Word for word, restate each entry that appears below.

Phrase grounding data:

========

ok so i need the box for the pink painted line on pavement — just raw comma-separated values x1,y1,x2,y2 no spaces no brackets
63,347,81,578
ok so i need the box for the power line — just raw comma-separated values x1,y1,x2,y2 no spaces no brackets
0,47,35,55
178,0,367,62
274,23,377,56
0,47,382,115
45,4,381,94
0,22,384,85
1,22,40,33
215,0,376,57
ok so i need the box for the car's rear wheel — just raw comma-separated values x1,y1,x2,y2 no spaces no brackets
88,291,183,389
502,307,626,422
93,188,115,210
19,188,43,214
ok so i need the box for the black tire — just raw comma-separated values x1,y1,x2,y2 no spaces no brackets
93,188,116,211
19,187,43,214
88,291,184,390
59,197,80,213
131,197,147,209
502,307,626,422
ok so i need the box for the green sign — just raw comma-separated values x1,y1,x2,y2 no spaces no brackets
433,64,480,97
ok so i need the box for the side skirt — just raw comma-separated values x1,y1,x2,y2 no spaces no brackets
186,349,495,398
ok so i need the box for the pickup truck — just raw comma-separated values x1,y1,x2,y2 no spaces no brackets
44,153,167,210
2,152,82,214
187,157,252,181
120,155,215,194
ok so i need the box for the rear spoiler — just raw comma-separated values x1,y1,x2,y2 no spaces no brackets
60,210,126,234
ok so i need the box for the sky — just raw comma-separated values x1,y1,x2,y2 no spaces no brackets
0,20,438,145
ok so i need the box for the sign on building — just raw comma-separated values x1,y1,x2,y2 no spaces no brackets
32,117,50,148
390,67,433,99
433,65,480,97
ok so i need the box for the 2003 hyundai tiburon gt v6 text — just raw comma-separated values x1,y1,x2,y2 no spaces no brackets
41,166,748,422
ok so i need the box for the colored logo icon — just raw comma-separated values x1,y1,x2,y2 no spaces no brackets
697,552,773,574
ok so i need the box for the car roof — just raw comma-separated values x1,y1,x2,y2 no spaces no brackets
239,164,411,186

========

- _SOLUTION TO THIS EXERCISE_:
ok so i need the box for the pink painted line on pavement — just raw comma-separated values x1,y1,x2,y2 no spaces no brackets
63,347,81,578
ok so i need the box for the power line — just raw comma-separated values x1,y1,x2,y2 no spaces no brackets
0,47,35,55
178,0,367,62
274,23,377,56
0,47,382,115
45,4,381,94
0,22,384,85
1,22,40,33
215,0,376,57
ok so i need the box for the car's rear wheel — just raw comma-separated values x1,y1,x2,y2 no spaces no brackets
88,291,183,389
502,307,626,422
93,188,115,210
19,188,43,214
ok so i need the box for the black tire — just raw comma-separated values x1,y1,x2,y2 no spaces no brackets
93,188,116,211
19,187,43,214
88,291,184,390
59,197,80,213
131,197,147,209
502,307,626,422
ok so i need the box for the green sign — just raw comma-separated values x1,y1,x2,y2 no spaces no brackets
433,64,480,97
ok so i need the box for the side skirt — just raw comma-separated values x1,y1,x2,y2 no spaces no brackets
186,349,495,398
ok so i need the box for the pickup truck — just raw comma-separated values x1,y1,x2,y2 no spaces no brackets
44,153,167,210
2,152,82,214
187,157,252,181
120,155,215,194
ok so i need the box for the rear spoiler — just raw comma-separated values x1,y1,x2,y2 no spaces no brackets
60,210,126,234
ok so i need the box for the sky — just raw comma-separated values x1,y1,x2,y2 no spaces no brackets
0,20,438,145
ok so i need the box for the sign on building — just raw comma-separated values x1,y1,x2,y2 no spaces no brackets
32,117,50,148
390,67,433,99
433,65,480,97
ok so i need the box for the 2003 hyundai tiburon gt v6 text — just raw comma-separated values x1,y1,x2,y2 no spaces no brackets
41,166,748,422
ok so i need the box for the colored logo icon — just raw comma-separated values x1,y1,x2,y2 no spaces no brackets
697,552,773,574
ok so i need the box for the car roof — just raw comma-separated values x1,y1,x2,y2 no spaces no brackets
239,164,411,186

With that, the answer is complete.